## [EXERCISE BRIEF]
Retype each of the following lines exactly as it appears, without changing anything.

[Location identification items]
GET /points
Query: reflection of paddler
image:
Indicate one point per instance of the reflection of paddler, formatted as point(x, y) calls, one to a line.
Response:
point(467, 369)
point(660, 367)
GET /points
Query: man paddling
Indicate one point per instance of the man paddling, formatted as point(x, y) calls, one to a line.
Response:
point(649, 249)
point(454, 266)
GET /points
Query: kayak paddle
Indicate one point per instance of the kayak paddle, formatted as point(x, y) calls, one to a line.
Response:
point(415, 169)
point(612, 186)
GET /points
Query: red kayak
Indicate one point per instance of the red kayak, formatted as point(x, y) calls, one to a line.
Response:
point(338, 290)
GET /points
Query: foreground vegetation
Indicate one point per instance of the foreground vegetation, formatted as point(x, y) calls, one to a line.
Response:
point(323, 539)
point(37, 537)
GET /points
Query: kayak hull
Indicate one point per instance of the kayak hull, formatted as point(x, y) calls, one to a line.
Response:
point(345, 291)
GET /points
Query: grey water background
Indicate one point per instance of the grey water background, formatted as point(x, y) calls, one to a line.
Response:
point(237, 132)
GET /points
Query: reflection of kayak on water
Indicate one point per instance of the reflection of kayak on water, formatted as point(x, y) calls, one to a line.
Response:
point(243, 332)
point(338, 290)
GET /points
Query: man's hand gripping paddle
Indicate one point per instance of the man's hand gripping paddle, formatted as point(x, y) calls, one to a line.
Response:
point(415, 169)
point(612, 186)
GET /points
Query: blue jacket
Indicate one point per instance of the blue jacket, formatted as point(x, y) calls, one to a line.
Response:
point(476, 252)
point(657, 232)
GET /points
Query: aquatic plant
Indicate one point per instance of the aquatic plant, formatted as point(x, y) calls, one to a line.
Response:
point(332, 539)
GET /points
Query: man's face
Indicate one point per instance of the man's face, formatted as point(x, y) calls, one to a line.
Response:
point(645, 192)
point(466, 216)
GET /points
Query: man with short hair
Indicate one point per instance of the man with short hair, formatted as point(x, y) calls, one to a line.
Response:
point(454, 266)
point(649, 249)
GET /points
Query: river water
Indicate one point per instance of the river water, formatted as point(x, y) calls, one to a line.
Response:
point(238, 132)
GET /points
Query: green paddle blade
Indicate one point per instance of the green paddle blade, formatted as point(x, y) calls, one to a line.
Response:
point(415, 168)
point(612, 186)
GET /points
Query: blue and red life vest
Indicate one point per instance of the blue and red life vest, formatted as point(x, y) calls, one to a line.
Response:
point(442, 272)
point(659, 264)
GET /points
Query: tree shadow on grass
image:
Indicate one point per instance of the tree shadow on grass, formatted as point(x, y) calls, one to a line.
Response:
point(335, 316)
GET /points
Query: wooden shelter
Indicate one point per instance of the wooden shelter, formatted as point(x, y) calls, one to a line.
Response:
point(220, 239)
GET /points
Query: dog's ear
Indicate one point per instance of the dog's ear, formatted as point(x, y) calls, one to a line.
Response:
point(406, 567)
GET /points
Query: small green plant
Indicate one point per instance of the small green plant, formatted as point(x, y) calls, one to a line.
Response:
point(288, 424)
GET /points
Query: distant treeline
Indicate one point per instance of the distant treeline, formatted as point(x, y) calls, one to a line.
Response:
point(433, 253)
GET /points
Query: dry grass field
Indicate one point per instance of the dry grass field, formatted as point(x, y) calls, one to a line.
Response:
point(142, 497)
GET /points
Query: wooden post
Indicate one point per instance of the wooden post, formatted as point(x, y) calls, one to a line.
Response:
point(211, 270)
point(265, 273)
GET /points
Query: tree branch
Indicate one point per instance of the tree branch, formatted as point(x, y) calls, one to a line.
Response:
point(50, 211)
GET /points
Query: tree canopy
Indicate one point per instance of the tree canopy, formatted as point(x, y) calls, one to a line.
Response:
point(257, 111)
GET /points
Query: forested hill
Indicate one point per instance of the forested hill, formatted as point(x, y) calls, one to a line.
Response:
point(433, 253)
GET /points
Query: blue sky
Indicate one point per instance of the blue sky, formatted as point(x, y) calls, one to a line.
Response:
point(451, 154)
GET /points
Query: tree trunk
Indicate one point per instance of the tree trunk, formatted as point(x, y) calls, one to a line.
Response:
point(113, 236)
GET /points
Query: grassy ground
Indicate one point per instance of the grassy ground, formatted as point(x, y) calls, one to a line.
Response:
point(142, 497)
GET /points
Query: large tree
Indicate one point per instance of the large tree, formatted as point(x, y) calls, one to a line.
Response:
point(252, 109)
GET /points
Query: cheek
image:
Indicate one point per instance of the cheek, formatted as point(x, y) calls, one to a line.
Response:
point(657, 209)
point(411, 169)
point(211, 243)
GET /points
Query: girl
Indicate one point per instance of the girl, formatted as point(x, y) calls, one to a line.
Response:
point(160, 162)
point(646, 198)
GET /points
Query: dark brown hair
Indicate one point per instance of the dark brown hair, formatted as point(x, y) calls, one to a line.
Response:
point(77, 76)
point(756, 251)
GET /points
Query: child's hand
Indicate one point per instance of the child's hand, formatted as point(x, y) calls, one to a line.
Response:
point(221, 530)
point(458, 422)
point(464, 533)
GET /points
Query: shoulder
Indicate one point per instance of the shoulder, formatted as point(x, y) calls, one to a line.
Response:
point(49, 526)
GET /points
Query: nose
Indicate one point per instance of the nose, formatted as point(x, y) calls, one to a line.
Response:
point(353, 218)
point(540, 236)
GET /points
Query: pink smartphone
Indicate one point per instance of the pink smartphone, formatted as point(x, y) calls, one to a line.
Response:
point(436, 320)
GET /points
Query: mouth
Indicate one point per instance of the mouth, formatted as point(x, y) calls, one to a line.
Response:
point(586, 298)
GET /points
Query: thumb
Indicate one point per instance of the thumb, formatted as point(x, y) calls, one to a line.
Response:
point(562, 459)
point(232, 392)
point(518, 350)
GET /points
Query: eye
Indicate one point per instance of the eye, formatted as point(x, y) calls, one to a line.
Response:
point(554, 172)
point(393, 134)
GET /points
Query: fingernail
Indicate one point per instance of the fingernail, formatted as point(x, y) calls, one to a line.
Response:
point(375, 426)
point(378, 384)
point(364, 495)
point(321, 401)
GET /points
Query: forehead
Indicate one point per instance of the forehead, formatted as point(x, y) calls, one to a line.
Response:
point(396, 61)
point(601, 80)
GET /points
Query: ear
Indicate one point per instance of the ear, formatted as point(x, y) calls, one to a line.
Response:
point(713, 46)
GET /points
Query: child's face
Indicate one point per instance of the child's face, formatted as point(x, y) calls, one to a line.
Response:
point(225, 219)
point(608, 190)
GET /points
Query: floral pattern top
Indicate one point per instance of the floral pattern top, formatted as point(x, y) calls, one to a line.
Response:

## [SOLUTION TO THE PROBLEM]
GET /points
Query: reflection of paddler
image:
Indicate one point per instance of the reflection of paddler, formatted as point(x, y) calls, one to a line.
Response:
point(467, 369)
point(660, 367)
GET /points
Query: man paddling
Indicate one point per instance of the man paddling, formatted as point(x, y) calls, one to a line.
Response:
point(649, 249)
point(454, 266)
GET /points
Query: kayak paddle
Indicate one point per instance of the kayak paddle, formatted as point(x, y) calls, one to a line.
Response:
point(415, 169)
point(612, 186)
GET /points
Query: red kayak
Indicate one point per instance of the red kayak, formatted as point(x, y) calls, one to a line.
Response:
point(338, 290)
GET /points
Query: foreground vegetation
Indicate one point per instance of the foreground vegetation, formatted as point(x, y) calls, one to a line.
Response:
point(323, 539)
point(37, 537)
GET /points
Query: kayak hull
Indicate one point per instance of the kayak hull, formatted as point(x, y) calls, one to a line.
Response:
point(345, 291)
GET /points
Query: grey water background
Indicate one point per instance of the grey water background, formatted as point(x, y) calls, one to a line.
Response:
point(237, 132)
GET /points
Query: reflection of kayak on water
Indicate one point per instance of the reflection of kayak on water, formatted as point(x, y) calls, one to a line.
Response:
point(243, 332)
point(338, 290)
GET /points
Query: man's hand gripping paddle
Indicate one point per instance of the man's hand gripping paddle, formatted as point(x, y) calls, one to a line.
Response:
point(415, 169)
point(612, 186)
GET /points
Query: blue jacket
Indicate one point per instance of the blue jacket, formatted as point(x, y) calls, one to a line.
Response:
point(476, 252)
point(657, 232)
GET /points
Query: aquatic plant
Indicate one point per instance of the aquatic plant, formatted as point(x, y) calls, one to a line.
Response:
point(332, 539)
GET /points
Query: man's face
Indicate one point per instance of the man's face, formatted as point(x, y) calls, one to a line.
Response:
point(645, 192)
point(466, 216)
GET /points
Query: man with short hair
Indicate one point per instance of the man with short hair, formatted as point(x, y) calls, one to a line.
Response:
point(454, 266)
point(649, 249)
GET /points
Query: river water
Indicate one point per instance of the river water, formatted as point(x, y) calls, one to a line.
Response:
point(238, 132)
GET /points
Query: green paddle blade
Indicate one point per instance of the green paddle blade, formatted as point(x, y) calls, one to a line.
Response:
point(415, 168)
point(612, 186)
GET /points
Query: blue and red life vest
Indicate one point per instance of the blue and red life vest, formatted as point(x, y) calls, one to a line.
Response:
point(442, 272)
point(659, 264)
GET /points
Query: tree shadow on grass
image:
Indicate one point per instance of the tree shadow on grass, formatted as point(x, y) calls, one to a line.
Response:
point(335, 316)
GET /points
Query: wooden shelter
Indicate one point per instance of the wooden shelter, formatted as point(x, y) calls, one to a line.
Response:
point(220, 239)
GET /points
Query: dog's ear
Indicate one point per instance of the dog's ear, formatted as point(x, y) calls, one to a line.
Response:
point(406, 567)
GET /points
Query: small green plant
Indicate one point per instance of the small green plant, formatted as point(x, y) calls, one to a line.
Response:
point(288, 424)
GET /points
Query: distant treeline
Indicate one point per instance of the distant treeline, formatted as point(x, y) calls, one to a line.
Response:
point(433, 253)
GET /points
Query: dry grass field
Indicate one point per instance of the dry grass field, formatted as point(x, y) calls, one to a line.
Response:
point(142, 497)
GET /points
Query: wooden post
Indicate one point per instance of the wooden post, formatted as point(x, y) calls, one to a line.
Response:
point(211, 270)
point(265, 273)
GET /points
Query: tree branch
Indicate one point per instance of the tree branch, formatted as point(x, y) calls, one to a line.
Response:
point(50, 211)
GET /points
Query: tree canopy
Indicate one point per instance of the tree canopy, formatted as point(x, y) calls, one to a line.
Response:
point(257, 111)
GET /points
Query: forested hill
Indicate one point per instance of the forested hill, formatted as point(x, y) calls, one to a line.
Response:
point(433, 253)
GET /points
Query: blue sky
Indicate one point per instance of the blue sky, formatted as point(x, y) calls, one to a line.
Response:
point(451, 154)
GET /points
Query: tree trunk
Indicate one point per instance of the tree trunk, formatted as point(x, y) calls, one to a line.
Response:
point(113, 236)
GET /points
Query: grassy ground
Indicate one point per instance of the grassy ground, formatted as point(x, y) calls, one to a line.
Response:
point(142, 497)
GET /points
Query: large tree
Indicate one point per instance of the large tree, formatted as point(x, y) calls, one to a line.
Response:
point(252, 109)
GET /points
Query: cheek
image:
Indicate one point per instance of the cheek, formatted as point(x, y) calls, one to a line.
Response:
point(657, 209)
point(411, 169)
point(211, 243)
GET /points
Query: girl
Indicate one point per instance of the girl, formatted as point(x, y) calls, one to a line.
Response:
point(160, 162)
point(646, 198)
GET /points
Query: dark brown hair
Indicate one point per instance of the dark brown hair, formatted as point(x, y) calls, one to a line.
Response:
point(77, 76)
point(756, 251)
GET /points
Query: child's hand
Indicate one point per instance of the child's hand, formatted as point(x, y) calls, one to a line.
Response:
point(221, 530)
point(458, 422)
point(464, 533)
GET /points
Query: shoulder
Indicate one point per instance of the shoulder, formatted as point(x, y) calls, one to a line.
Response:
point(49, 526)
GET /points
Query: nose
Indicate one point per instance of the nose, formatted as point(x, y) calls, one to a line.
Response:
point(353, 218)
point(540, 236)
GET /points
Query: pink smartphone
Indicate one point per instance of the pink smartphone, formatted as point(x, y) calls, one to a line.
Response:
point(436, 320)
GET /points
Query: mouth
Indicate one point per instance of the mouth, formatted as point(x, y) calls, one to a line.
Response:
point(586, 298)
GET /points
Query: thumb
Indicate one point per instance of the thumb, formatted as point(x, y) calls, one to a line.
Response:
point(562, 459)
point(232, 392)
point(518, 350)
GET /points
Query: eye
Indicate one point per instance of the eye, formatted as point(x, y) calls, one to a line.
Response:
point(554, 172)
point(393, 134)
GET /points
Query: fingernail
Indicate one point per instance of the fingernail, formatted as point(x, y) calls, one to a line.
Response:
point(375, 426)
point(378, 384)
point(364, 495)
point(321, 401)
GET /points
Query: forehead
Indicate one point per instance of the forehead, formatted as point(x, y) calls, one to a line.
Response:
point(396, 61)
point(601, 80)
GET /points
Query: ear
Indicate one point per instance of the ear, formatted as point(x, y) calls, one to a line.
Response:
point(713, 46)
GET /points
Query: child's face
Indicate one point per instance of the child's face, formatted as point(x, y) calls, one to a line.
Response:
point(225, 219)
point(608, 190)
GET /points
Query: floral pattern top
Indicate one point per instance of the floral pattern top, formatted as point(x, y) calls, one to a line.
Response:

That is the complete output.